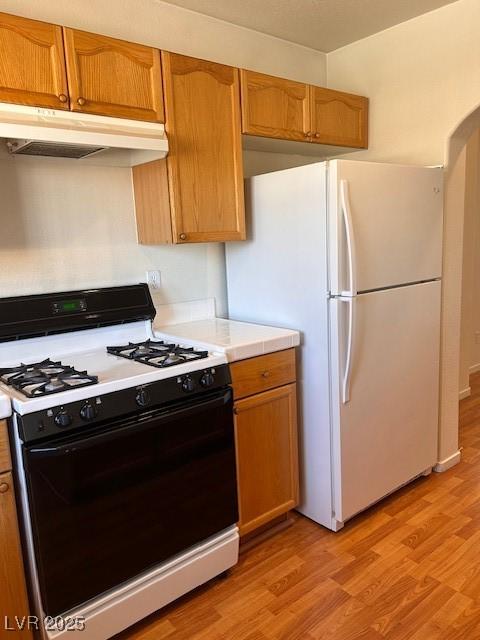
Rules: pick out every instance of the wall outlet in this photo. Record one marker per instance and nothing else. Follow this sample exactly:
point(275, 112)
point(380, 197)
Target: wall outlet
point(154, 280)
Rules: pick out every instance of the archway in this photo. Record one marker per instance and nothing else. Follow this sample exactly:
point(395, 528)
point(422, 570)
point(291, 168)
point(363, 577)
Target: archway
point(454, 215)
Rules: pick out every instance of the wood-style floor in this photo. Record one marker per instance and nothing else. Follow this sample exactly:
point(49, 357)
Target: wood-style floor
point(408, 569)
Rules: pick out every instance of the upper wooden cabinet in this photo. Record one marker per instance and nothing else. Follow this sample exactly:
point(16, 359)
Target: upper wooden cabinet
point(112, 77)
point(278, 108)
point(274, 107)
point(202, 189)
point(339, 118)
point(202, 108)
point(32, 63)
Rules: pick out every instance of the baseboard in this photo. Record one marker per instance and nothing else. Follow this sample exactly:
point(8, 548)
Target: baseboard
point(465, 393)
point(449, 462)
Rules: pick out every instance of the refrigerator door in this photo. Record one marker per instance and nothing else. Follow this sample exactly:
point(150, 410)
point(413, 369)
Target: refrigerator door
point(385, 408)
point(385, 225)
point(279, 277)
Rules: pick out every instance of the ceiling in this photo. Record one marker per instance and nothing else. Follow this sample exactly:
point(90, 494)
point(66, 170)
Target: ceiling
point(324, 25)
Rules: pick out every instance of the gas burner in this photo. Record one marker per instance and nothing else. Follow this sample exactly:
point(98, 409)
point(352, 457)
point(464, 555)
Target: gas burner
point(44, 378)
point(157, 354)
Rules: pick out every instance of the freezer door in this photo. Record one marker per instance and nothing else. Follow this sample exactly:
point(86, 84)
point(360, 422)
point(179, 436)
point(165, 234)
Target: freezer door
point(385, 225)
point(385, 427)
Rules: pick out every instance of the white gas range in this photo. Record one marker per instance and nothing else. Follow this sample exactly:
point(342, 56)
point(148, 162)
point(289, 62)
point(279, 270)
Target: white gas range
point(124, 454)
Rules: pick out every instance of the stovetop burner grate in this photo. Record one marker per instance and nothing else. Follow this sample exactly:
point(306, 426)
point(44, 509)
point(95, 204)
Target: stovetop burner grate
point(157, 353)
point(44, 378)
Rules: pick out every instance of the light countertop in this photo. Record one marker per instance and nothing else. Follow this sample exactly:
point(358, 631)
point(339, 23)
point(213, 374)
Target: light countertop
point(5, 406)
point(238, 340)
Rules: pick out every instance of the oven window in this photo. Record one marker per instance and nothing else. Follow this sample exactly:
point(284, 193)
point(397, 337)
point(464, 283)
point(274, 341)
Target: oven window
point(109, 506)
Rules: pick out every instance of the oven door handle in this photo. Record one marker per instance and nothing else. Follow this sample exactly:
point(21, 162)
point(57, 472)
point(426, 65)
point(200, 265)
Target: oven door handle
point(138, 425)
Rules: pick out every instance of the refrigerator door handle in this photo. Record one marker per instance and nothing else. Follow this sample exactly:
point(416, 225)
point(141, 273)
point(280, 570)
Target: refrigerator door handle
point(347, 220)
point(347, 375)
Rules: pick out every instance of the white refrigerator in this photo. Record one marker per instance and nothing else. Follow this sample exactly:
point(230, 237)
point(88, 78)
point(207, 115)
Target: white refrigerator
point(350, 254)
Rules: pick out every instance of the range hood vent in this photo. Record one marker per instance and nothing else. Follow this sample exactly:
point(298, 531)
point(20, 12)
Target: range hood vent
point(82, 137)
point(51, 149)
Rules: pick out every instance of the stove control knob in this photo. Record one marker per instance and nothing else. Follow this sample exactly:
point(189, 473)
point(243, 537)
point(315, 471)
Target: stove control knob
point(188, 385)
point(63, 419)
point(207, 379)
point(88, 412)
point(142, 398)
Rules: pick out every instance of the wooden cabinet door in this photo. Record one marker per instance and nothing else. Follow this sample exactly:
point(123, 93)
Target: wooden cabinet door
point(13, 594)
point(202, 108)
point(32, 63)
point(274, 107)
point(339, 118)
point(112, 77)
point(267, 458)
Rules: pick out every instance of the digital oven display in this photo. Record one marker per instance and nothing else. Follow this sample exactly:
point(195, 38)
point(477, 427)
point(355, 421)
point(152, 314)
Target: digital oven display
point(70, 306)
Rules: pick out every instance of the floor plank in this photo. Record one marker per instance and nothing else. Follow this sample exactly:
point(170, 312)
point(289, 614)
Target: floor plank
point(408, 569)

=======

## Work required:
Copy all of the data above line for line, leaving out the pictures.

## Response:
Rules: pick out every instance of the wall outlet in this photo. Record one marker per instance and nothing else. Follow this sample exactly:
point(275, 112)
point(380, 197)
Target: wall outlet
point(154, 280)
Rules: pick out every instance of the archway in this photo. Record one marker per instance and nothing else. Follow this sample exactly:
point(395, 528)
point(422, 570)
point(291, 168)
point(363, 577)
Target: archway
point(454, 215)
Rules: pick out every instance of the wood-style floor in this photo. Record one marker per instance and nothing else. Follow this sample exactly:
point(49, 357)
Target: wood-style floor
point(408, 569)
Rules: pick out every instance of the upper wooden cabinet in this photo. Record one marker per instance and nothing else. Follow this sample exactly:
point(16, 359)
Target: upper wooden cabinet
point(112, 77)
point(278, 108)
point(274, 107)
point(202, 189)
point(339, 118)
point(202, 108)
point(32, 63)
Rules: pick out every instance of the baseboard in this photo. Record one marker per instance and nothing else. Follow this sample exactly:
point(8, 548)
Target: baseboard
point(465, 393)
point(449, 462)
Rules: pick out every instance of the refrigerator door in this photo. Record one marker per instance and nothing else. Follow this sample exactly:
point(150, 410)
point(413, 369)
Target: refrigerator door
point(385, 408)
point(385, 225)
point(279, 277)
Rules: pick out every instance of the ceiling in this photo. Record one marker per instance and nothing else. Follow this sample exactly:
point(90, 494)
point(66, 170)
Target: ceiling
point(324, 25)
Rules: pick out every instance of the gas burner in this photo. Record one marker per instance and nothing else. Follow this sample exactly:
point(98, 409)
point(352, 457)
point(464, 555)
Target: gas burner
point(44, 378)
point(157, 354)
Rules: pick out every instance of the freezer door in this photo. Record one marker per instance and nothing else. Follow this sample exactly:
point(86, 84)
point(360, 422)
point(179, 436)
point(165, 234)
Target: freezer door
point(385, 225)
point(385, 427)
Rules: pick out every instance of the white gas range in this photo. Record one marker per instance and nothing else. Follow this sample exactly:
point(342, 56)
point(148, 162)
point(289, 62)
point(279, 270)
Target: white gas range
point(124, 454)
Rules: pick out every instance of the stovetop burner grate in this photo. Record one marker per instance and nothing else. Follow this sample exactly:
point(306, 426)
point(44, 509)
point(95, 204)
Target: stovetop burner grate
point(157, 353)
point(44, 378)
Rules: pick out every instance of the light countertop in this photo. Record one marker per instance and nothing else. Follow this sample exactly:
point(358, 631)
point(339, 23)
point(213, 374)
Target: light countertop
point(5, 406)
point(238, 340)
Rules: pick out every instance of the oven window in this photo. Record one marker per instance and nothing else. Follow this sample exactly:
point(284, 193)
point(397, 337)
point(464, 283)
point(274, 341)
Target: oven window
point(109, 506)
Rules: pick out every instance of the oven door handle in this photo. Record one marker per instance and nothing else. Follow this sample exactly:
point(21, 162)
point(57, 472)
point(426, 65)
point(200, 265)
Target: oven door handle
point(138, 425)
Rules: pick out every instance of the refrigerator door handle in this photo. Record one marker per instance and nothing else. Follow this sample exactly:
point(416, 225)
point(141, 273)
point(280, 570)
Target: refrigerator door handle
point(347, 220)
point(347, 375)
Rules: pick out every instance of the white refrigerator in this photo. Record one marker per instance and nothing else. Follow this sample exactly:
point(230, 237)
point(88, 78)
point(207, 115)
Target: white refrigerator
point(350, 254)
Rules: pick out every instance of the range hood vent in this photo. Record one marker per instance and nothing else. Follow this sample exactly:
point(298, 531)
point(20, 12)
Target: range hood vent
point(82, 137)
point(51, 149)
Rules: pick out every instance of the stove control knob in this photo. Record one marker per instance and nothing else. Follow this sample exactly:
point(189, 473)
point(243, 537)
point(315, 471)
Target: stove control knob
point(188, 385)
point(63, 419)
point(207, 379)
point(88, 412)
point(142, 398)
Rules: pick out every instance of the wooden cabinet door in this photo. Record one marker per instance and nothing else. Follow this sample exactly:
point(123, 93)
Target: wooden cabinet door
point(13, 594)
point(202, 108)
point(32, 63)
point(274, 107)
point(339, 118)
point(112, 77)
point(267, 458)
Rules: pick out every instance of the digital oven display in this photo. Record one marker per instance and nothing else. Follow this sample exactly:
point(195, 38)
point(477, 427)
point(355, 421)
point(152, 314)
Target: digital oven display
point(70, 306)
Rules: pick out every instance of the floor plank in this photo. Record one marker per instance and nothing else. Follow this sample exactly:
point(170, 312)
point(289, 614)
Target: floor plank
point(408, 569)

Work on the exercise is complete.